Chicago Tool Library Search Improvements: Part 2
Quick wins
In Part 1 we discussed the Chicago Tool Library’s Circulate app and some of the common problems with its search functionality. Now let’s start discussing solutions. The best way to start is by picking off some of the low hanging fruit. These solutions won’t be super quantitative, but the point is that they’re easy to implement and clearly improve the user experience.
Step 0: Collect data
I’m labeling this as Step 0 because it doesn’t solve any problems on its own, but it will be foundational for other solutions later on.
Circulate originally didn’t have any logging when users interacted with the website, which made it hard to analyze search performance. If you want to improve search results, you need to know what users are actually searching for.
When we decided to attempt to improve search, one of the first things we did was add logging to the app.
We used a gem called ahoy
(what a fun name!) to add logging for two types of interactions:
- Searches: log the query, any filters applied, and number of results returned
- Item views: log the item ID, the referring URL (which includes the search term if it came from the search page), and the search result index
Logging searches will allow us to see what users search for most frequently, and the logging views will help us piece together which queries are returning relevant results and which ones are not. Now that we’re armed with data, we’ll be able to focus and evaluate our efforts to make sure we’re solving problems that users are actually facing.
Quick Win 1: Queries with zero results
This one immediately follows from Step 0. Now that we’re logging search events, we can create a report to identify which search queries are returning zero results. Most of those search queries fall into one of two cases:
Case 1: There really are no tools in the library that are relevant to the query. One of the most common examples is “drum sander”. The tool library doesn’t have one. In this case, returning zero results is the correct behavior. There’s nothing super actionable for us here, but it can still be useful data to provide to the organization—it might help identify gaps in the inventory that we weren’t aware of.
Case 2: There is a relevant tool but it wasn’t retrieved. This case is much more actionable. Our current search actually has pretty good recall, so it’s uncommon that we fail to retrieve a relevant tool. However, our current search implementation (pg_search) struggles with typos. It’s common for a misspelled query to return zero results—see the “wheel barrel” example from Part 1.
The good news is the typo issue is easy to (partially) address. In our database, we have a field where we store “other names” for items, which we frequently use to store synonyms or common typos. To handle an individual typo, we just need to add, for example, “wheel barrel” in the list of other names for all of the wheelbarrows in the inventory. That’s not a very robust solution—it doesn’t scale well to other search terms and it doesn’t defend against other variations of the same term (e.g., “wheeel barrell”)—but it’s easy to implement for the most common typos1.
It’s worth noting that there’s a long list of low-volume zero-result queries, but we’re not too worried about that long tail, at least not when looking for quick wins.
Quick Win 2: Search by number
This could be grouped with the “zero search results” category, but it required some backend code changes to fix so I’m splitting it out separately.
Each tool in the library is assigned an identifier like B-1234
.
Users can type that number into the search box in the Circulate app to pull up that tool (there are even physical signs in the library telling users about that functionality).
But at the time, that only worked if you searched for only the number—that is, you’d have to search for 1234
.
If you included the letter and searched for B-1234
you would get zero results (and you’d probably be frustrated).
We saw occasional searches in the logs for tool numbers including the letter, so this seemed like a small problem worth fixing.

####################

EXERCISE SET:
(A) What gem does the search improvements page say was used to add logging to the app?
(B) Copy the stretch of the search improvements page from "Quick Win 2: Search" through "it out separately.", replacing "backend" with "server-side".
(C) Condense the paragraph of the search improvements page beginning "The good news is" into a short list of its main points.

####################

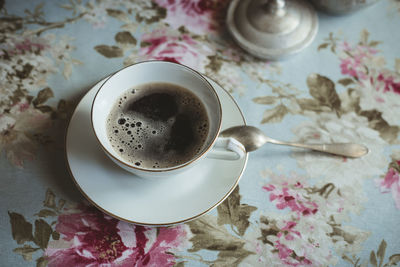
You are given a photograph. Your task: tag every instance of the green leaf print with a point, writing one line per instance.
(109, 51)
(21, 230)
(323, 90)
(42, 233)
(232, 212)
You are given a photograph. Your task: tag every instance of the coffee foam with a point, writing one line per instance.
(157, 125)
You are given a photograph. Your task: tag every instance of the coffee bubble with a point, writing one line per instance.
(158, 125)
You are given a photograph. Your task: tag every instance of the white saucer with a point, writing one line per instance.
(173, 200)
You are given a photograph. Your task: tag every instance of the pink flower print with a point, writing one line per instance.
(198, 16)
(90, 238)
(391, 183)
(289, 232)
(179, 49)
(389, 84)
(286, 197)
(287, 256)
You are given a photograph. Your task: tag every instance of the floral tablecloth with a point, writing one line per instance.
(291, 207)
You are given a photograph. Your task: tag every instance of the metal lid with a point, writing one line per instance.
(272, 29)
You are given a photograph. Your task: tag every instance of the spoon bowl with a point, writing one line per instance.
(253, 138)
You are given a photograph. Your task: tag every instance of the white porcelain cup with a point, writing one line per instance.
(165, 72)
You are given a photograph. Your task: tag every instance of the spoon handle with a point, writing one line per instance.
(342, 149)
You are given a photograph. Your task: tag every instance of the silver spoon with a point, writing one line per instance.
(253, 138)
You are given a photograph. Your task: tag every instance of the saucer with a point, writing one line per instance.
(168, 201)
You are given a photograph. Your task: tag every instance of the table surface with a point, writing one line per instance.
(290, 208)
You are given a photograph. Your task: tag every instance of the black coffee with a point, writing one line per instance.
(158, 125)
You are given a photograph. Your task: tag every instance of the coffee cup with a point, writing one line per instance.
(161, 72)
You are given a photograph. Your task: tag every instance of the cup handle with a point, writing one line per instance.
(227, 148)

####################

WORKED ANSWERS:
(A) A gem called ahoy.

(B)
Quick Win 2: Search by number
This could be grouped with the “zero search results” category, but it required some server-side code changes to fix so I’m splitting it out separately.

(C)
- The typo issue is easy to partially fix.
- The database has an "other names" field for items, often used for synonyms or common typos.
- To handle a single typo, add it (for example, "wheel barrel") to the other names of every matching item, such as all the wheelbarrows in the inventory.
- This approach doesn't scale well to other search terms or guard against other variations like "wheeel barrell," but it is easy to implement for the most common typos.